* _AIM OF THE EXERCISE_
Collect every line of the data below that contains the word "sleeve".

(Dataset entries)
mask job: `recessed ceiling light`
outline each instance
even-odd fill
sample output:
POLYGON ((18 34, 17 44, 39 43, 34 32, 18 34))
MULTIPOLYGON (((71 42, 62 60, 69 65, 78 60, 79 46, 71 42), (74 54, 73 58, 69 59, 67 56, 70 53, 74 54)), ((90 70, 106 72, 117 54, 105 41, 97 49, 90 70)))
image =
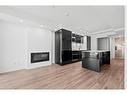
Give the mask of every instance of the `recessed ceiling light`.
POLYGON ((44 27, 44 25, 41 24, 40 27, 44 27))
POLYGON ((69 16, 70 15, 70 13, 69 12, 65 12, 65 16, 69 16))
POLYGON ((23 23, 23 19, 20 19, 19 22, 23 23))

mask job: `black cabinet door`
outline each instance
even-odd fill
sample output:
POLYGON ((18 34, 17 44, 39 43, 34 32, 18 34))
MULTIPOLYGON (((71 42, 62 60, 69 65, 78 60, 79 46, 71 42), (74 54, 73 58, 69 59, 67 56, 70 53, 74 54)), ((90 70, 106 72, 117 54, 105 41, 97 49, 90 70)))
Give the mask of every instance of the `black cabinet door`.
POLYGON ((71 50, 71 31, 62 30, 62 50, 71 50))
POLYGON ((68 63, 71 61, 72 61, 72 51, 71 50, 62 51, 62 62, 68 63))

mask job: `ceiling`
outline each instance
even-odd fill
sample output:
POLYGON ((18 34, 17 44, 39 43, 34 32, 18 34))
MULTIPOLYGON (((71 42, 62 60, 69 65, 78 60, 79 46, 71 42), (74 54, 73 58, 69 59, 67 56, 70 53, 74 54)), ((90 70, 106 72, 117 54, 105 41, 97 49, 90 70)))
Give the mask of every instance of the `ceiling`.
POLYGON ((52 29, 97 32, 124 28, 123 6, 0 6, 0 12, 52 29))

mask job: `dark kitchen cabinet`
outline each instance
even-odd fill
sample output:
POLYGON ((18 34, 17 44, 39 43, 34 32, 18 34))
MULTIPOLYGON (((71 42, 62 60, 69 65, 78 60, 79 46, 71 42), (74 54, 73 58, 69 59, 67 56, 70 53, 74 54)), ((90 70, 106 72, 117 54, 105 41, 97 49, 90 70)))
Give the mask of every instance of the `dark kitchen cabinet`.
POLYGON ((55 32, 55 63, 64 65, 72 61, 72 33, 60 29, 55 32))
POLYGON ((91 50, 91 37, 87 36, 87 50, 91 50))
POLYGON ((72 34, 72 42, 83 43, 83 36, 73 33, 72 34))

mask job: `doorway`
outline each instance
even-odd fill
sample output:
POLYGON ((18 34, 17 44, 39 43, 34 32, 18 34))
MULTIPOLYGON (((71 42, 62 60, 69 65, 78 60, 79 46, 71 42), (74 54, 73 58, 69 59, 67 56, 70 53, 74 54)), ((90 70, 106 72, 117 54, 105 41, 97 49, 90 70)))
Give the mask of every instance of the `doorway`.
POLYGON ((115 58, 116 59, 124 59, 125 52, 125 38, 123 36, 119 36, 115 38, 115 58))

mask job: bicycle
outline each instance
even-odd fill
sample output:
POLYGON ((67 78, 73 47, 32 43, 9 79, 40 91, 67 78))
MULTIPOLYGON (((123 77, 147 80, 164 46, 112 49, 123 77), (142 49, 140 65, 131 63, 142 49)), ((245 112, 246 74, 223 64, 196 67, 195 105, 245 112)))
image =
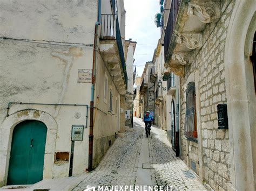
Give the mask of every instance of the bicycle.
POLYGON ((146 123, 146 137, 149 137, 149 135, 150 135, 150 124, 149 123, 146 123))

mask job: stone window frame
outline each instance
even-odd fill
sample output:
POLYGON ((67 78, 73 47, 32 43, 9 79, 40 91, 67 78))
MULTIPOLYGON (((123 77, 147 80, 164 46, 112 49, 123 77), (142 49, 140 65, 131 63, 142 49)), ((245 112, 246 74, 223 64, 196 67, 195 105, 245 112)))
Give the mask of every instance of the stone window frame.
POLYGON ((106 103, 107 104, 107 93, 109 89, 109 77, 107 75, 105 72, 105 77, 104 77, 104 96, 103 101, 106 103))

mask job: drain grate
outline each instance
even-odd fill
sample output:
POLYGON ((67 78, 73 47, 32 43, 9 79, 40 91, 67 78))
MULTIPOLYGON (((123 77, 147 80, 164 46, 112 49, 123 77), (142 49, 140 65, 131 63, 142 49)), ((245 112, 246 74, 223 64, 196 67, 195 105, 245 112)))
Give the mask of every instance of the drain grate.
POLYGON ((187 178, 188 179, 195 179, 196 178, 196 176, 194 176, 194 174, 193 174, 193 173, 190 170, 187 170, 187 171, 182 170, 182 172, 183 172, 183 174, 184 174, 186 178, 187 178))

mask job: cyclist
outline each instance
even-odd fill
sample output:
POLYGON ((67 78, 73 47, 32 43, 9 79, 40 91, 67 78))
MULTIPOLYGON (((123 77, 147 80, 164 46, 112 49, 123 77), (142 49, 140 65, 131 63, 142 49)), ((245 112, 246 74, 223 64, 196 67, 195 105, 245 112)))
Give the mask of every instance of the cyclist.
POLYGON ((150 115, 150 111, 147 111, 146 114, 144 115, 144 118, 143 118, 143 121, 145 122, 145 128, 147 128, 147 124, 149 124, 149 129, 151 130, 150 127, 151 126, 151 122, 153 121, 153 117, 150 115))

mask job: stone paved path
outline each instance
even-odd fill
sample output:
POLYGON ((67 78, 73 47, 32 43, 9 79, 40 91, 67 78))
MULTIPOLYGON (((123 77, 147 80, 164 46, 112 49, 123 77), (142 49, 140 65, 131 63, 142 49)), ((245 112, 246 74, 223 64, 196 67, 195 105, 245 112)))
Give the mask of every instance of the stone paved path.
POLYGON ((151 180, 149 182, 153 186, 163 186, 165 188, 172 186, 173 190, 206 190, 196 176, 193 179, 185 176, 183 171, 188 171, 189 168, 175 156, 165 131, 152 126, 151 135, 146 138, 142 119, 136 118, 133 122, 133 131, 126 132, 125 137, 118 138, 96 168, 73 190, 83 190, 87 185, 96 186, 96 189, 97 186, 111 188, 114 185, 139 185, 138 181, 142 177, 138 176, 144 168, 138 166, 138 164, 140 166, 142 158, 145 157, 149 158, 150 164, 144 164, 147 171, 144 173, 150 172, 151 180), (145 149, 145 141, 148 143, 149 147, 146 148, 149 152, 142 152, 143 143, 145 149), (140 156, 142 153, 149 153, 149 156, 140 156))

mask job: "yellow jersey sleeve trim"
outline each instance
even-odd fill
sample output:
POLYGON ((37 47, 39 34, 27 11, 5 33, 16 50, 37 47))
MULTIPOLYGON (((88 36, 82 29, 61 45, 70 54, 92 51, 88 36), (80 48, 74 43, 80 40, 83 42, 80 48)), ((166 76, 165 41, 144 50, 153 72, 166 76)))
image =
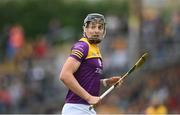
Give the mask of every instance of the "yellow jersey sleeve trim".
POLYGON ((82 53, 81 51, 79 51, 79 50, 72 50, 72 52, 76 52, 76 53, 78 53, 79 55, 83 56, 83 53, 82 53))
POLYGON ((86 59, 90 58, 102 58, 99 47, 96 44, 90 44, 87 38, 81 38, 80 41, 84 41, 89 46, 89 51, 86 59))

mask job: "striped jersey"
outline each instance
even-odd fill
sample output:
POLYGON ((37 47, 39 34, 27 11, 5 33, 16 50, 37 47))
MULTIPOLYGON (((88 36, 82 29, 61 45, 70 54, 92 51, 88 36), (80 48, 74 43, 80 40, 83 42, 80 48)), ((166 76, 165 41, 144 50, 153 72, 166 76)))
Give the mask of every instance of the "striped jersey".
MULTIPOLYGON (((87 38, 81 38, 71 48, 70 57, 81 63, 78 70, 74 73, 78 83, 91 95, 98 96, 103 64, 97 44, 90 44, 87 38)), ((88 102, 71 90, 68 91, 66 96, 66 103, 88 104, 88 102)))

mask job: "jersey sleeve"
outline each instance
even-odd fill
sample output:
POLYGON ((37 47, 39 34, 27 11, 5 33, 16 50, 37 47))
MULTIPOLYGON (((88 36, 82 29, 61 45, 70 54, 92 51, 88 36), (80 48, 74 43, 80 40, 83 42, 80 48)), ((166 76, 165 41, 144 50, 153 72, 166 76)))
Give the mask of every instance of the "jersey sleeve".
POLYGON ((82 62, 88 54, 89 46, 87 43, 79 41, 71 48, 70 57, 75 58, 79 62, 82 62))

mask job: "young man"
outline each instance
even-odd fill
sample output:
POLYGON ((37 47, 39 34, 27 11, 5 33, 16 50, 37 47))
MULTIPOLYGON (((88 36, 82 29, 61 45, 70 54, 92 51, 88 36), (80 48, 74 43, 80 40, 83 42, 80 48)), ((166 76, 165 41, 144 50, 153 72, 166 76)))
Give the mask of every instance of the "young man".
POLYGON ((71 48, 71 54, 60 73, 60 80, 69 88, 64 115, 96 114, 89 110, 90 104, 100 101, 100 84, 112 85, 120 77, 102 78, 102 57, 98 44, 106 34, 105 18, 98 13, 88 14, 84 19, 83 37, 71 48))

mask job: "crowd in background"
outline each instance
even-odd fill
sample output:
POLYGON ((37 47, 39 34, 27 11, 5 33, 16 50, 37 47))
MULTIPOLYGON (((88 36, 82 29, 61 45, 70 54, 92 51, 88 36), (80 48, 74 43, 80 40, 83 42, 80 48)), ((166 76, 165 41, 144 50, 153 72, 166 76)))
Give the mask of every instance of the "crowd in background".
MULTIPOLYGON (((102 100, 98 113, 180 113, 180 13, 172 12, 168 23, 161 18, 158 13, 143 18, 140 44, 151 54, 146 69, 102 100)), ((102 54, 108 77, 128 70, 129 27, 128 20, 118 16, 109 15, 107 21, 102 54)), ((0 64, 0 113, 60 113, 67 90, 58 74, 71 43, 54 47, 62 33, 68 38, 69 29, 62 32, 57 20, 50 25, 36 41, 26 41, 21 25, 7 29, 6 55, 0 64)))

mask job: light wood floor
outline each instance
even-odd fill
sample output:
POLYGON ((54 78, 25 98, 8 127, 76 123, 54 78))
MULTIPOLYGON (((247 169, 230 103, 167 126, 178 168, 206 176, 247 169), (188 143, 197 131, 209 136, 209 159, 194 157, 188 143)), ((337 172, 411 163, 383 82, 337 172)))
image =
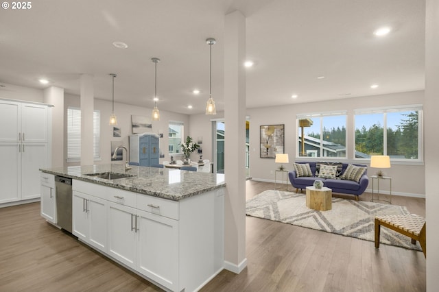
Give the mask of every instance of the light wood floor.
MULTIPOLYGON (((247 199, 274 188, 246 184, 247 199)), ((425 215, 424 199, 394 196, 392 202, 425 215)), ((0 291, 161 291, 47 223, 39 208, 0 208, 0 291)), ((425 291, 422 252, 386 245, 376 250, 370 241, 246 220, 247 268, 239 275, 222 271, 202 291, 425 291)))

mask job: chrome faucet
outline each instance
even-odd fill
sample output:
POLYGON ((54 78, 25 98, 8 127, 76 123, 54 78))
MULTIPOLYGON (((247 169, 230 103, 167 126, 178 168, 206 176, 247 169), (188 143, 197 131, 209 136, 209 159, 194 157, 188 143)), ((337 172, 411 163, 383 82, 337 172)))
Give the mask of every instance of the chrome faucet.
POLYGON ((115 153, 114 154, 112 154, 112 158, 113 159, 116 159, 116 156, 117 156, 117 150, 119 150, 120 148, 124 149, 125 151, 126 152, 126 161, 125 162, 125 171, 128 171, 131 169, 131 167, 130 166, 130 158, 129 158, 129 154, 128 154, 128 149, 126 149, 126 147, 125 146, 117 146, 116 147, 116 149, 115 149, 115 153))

==

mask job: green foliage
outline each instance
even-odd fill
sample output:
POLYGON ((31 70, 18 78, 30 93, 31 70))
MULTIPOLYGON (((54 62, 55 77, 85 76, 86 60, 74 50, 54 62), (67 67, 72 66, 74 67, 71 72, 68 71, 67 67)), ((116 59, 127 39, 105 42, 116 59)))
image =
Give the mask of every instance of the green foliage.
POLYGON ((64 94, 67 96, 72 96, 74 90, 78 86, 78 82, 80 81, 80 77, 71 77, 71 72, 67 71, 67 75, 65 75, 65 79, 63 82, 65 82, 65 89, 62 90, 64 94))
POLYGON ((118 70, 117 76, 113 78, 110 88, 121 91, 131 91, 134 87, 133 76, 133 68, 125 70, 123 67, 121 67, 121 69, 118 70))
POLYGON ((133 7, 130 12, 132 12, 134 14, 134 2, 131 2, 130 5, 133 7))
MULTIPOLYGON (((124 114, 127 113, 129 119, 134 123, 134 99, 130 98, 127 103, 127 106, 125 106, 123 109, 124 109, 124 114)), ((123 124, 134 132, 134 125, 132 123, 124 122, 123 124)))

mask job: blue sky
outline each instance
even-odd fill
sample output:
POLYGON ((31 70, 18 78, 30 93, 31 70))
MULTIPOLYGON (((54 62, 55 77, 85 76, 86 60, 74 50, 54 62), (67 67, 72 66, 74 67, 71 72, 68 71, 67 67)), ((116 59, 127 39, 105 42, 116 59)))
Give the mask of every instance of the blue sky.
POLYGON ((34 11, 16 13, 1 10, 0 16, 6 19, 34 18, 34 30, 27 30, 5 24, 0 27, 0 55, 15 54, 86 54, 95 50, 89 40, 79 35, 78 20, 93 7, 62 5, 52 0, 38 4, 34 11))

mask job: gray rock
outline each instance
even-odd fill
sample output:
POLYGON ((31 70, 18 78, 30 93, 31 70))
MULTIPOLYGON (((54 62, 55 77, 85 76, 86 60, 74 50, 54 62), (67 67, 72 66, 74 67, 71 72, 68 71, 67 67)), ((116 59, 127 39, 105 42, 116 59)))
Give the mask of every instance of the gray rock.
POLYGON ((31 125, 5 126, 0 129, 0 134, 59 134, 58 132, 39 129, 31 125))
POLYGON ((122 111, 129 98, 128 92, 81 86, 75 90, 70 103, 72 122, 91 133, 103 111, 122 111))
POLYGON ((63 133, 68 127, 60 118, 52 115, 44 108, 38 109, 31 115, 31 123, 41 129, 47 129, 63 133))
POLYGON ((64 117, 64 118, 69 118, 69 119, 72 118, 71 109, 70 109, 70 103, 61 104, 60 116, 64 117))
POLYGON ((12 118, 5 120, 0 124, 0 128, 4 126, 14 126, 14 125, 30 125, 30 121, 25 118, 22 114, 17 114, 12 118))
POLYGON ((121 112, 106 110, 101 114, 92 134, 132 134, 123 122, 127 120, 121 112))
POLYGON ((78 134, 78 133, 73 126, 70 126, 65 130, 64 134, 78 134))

* _SOLUTION FOR THIS EXERCISE_
mask job: "yellow jersey sleeve trim"
Give the mask of every instance of the "yellow jersey sleeve trim".
mask job: "jersey sleeve"
Give the mask of every instance of the "jersey sleeve".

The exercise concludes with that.